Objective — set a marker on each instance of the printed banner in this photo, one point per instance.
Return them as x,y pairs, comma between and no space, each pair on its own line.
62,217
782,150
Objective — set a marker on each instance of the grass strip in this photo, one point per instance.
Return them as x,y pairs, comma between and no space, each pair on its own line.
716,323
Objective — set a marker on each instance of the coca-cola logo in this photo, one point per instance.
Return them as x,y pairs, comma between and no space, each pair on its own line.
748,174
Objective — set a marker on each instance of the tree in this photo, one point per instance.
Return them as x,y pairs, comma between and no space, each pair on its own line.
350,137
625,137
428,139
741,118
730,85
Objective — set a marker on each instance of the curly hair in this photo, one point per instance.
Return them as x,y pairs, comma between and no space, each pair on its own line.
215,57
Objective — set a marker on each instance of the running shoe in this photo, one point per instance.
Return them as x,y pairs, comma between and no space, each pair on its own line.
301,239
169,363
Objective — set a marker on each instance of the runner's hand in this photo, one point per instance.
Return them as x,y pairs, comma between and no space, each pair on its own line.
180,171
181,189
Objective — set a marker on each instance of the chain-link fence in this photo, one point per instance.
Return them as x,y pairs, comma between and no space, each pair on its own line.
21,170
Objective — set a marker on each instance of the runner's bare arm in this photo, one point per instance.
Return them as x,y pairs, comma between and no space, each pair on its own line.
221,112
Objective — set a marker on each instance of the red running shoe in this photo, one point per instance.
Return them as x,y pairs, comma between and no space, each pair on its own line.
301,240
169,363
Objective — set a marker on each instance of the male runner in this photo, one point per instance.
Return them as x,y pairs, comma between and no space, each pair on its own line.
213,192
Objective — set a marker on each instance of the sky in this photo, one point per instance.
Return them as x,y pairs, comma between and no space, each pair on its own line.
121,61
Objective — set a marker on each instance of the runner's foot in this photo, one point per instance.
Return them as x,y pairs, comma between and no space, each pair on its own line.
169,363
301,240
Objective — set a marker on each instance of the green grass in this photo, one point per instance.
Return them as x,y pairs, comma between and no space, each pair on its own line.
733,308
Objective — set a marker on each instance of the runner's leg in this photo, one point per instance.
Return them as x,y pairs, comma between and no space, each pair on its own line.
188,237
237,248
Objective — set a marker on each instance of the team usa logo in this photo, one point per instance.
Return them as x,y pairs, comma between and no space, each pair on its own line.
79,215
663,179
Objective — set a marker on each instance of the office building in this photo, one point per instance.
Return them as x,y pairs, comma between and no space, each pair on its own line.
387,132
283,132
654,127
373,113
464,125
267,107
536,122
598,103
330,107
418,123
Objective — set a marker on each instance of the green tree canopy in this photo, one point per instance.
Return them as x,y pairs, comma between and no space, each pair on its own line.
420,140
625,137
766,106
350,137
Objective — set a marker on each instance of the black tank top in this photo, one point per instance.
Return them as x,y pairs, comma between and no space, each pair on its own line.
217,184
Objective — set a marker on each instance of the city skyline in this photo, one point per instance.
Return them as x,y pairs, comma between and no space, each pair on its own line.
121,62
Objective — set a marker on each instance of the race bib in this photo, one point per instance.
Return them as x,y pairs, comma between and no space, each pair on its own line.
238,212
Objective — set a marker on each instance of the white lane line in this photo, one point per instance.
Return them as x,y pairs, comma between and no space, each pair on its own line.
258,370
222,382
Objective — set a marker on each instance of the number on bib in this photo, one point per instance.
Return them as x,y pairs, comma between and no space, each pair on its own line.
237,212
#####
> **GIVEN REQUEST**
Take the line with "Objective — set a marker on each instance of the city" and all lines after it through the end of the records, and write them out exactly; include nothing else.

> **COMPLETE OUTPUT**
Objective — set a marker on each instance of the city skyline in this photo, one point per instance.
Return them as x,y pairs, comma between and no space, each pair on its own line.
121,62
Objective — set a marker on each instance of the race bib in this photo, one point per instance.
Return them as x,y pairs, comma between and no space, each pair on its own line.
238,212
Objective — set a marker on each instance of the white lane line in this photo, one point per instance.
Return them as x,y pairs, comma between and no space, each pair on its own line.
258,370
222,382
Objective — set a marker on each instance of the number on bib in this photo, one point per instance.
Return them as x,y pairs, comma between and no space, each pair on its own line.
237,212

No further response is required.